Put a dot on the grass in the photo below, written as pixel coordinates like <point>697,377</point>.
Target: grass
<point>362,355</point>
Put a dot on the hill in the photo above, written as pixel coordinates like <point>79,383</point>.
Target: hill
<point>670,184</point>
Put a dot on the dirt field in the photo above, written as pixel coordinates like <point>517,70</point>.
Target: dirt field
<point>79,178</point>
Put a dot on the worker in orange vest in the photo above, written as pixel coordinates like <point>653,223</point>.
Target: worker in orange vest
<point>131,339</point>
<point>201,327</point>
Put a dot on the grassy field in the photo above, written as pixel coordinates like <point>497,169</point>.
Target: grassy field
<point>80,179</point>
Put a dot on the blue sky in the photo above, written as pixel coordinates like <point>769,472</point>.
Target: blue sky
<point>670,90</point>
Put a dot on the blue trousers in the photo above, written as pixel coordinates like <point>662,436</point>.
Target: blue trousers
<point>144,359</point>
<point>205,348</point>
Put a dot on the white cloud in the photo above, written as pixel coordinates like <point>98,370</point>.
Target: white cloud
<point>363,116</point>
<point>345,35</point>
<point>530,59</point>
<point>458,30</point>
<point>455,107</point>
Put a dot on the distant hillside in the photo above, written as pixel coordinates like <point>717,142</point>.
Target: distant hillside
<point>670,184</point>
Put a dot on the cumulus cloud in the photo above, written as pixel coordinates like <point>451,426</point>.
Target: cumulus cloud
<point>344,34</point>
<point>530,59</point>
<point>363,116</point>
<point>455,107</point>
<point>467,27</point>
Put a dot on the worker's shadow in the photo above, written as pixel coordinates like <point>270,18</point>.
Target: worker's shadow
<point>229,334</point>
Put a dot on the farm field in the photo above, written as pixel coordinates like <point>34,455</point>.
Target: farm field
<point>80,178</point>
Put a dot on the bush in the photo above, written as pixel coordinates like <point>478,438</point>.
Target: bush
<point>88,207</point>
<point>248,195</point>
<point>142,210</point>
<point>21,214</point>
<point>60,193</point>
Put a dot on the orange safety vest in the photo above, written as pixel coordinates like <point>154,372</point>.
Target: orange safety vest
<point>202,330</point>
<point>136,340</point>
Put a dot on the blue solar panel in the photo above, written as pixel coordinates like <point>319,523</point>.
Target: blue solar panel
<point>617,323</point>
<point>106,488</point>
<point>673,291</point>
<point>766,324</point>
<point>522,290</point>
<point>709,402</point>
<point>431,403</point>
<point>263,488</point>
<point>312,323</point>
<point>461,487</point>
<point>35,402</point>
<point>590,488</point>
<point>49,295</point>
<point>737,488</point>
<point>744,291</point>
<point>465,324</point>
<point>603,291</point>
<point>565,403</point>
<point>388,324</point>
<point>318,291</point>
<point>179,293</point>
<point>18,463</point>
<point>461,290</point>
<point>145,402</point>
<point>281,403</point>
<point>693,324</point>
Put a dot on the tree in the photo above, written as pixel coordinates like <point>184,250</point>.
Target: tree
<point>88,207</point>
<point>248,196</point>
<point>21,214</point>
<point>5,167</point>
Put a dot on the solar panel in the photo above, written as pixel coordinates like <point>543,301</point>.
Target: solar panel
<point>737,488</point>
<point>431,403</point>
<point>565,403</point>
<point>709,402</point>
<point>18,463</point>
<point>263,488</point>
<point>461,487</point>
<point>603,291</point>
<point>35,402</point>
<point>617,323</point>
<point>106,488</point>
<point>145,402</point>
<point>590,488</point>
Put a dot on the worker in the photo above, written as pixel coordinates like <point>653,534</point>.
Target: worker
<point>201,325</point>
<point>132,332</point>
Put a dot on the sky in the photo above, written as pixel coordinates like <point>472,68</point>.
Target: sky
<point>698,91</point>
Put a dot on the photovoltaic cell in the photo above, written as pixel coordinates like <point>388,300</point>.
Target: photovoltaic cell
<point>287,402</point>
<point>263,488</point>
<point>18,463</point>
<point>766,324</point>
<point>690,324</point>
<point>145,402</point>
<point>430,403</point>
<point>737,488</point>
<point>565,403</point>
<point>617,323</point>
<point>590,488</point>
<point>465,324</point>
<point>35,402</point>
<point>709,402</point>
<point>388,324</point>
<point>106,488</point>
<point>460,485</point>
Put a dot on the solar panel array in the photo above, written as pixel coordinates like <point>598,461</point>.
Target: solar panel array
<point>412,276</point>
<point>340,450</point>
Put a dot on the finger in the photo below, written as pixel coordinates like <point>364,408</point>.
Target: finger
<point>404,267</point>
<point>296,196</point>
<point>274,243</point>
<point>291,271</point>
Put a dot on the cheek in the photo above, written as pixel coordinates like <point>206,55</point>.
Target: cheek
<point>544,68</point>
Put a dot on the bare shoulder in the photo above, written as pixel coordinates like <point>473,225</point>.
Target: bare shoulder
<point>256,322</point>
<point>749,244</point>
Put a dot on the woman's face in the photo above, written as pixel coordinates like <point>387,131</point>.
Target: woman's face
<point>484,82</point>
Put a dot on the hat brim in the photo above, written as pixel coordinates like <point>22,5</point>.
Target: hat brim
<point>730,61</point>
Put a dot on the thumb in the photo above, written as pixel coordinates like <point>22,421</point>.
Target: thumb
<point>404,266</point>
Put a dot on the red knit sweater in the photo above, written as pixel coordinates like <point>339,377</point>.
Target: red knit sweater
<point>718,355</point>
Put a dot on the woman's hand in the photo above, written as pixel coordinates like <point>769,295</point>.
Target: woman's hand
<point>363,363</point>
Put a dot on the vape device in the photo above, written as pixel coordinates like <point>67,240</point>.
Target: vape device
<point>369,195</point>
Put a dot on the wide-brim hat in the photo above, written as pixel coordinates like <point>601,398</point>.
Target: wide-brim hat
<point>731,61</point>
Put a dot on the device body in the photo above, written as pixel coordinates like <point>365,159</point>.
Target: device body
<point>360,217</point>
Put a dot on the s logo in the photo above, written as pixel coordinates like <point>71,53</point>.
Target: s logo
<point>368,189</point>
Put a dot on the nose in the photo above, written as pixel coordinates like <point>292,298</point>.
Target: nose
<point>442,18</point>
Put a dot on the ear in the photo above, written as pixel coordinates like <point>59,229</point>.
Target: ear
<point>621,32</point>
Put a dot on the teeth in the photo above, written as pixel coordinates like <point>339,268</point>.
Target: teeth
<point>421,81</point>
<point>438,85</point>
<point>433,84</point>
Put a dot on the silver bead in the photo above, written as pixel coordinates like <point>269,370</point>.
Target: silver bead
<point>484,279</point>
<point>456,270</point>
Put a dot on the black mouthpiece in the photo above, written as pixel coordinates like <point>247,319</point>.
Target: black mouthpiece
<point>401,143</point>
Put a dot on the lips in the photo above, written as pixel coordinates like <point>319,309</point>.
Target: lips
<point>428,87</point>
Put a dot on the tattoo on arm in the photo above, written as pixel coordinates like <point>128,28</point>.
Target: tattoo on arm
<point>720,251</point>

····················

- WRITTEN INSTRUCTION -
Arrange the rows above, from the line with "Put a dot on the orange" up to and including the line with "<point>5,167</point>", as a JSON list of strings with one string per line and blank lines left out.

- WRITTEN REPLY -
[
  "Put a dot on the orange safety vest in the photo above, written as pixel coordinates like <point>154,372</point>.",
  "Target: orange safety vest",
  "<point>202,330</point>",
  "<point>136,340</point>",
  "Put a dot on the blue solar panel in the photo above, written as pixel coordinates like <point>319,523</point>.",
  "Target: blue solar panel",
  "<point>617,323</point>",
  "<point>106,488</point>",
  "<point>673,291</point>",
  "<point>766,324</point>",
  "<point>522,290</point>",
  "<point>709,402</point>",
  "<point>431,403</point>",
  "<point>263,488</point>",
  "<point>312,323</point>",
  "<point>461,487</point>",
  "<point>35,402</point>",
  "<point>590,488</point>",
  "<point>49,295</point>",
  "<point>737,488</point>",
  "<point>744,291</point>",
  "<point>465,324</point>",
  "<point>603,291</point>",
  "<point>565,403</point>",
  "<point>388,324</point>",
  "<point>318,291</point>",
  "<point>179,293</point>",
  "<point>18,463</point>",
  "<point>461,290</point>",
  "<point>145,402</point>",
  "<point>281,403</point>",
  "<point>693,324</point>",
  "Put a dot on the tree in the photo above, written as pixel coordinates like <point>184,250</point>.",
  "Target: tree",
  "<point>88,207</point>",
  "<point>248,196</point>",
  "<point>21,214</point>",
  "<point>5,167</point>"
]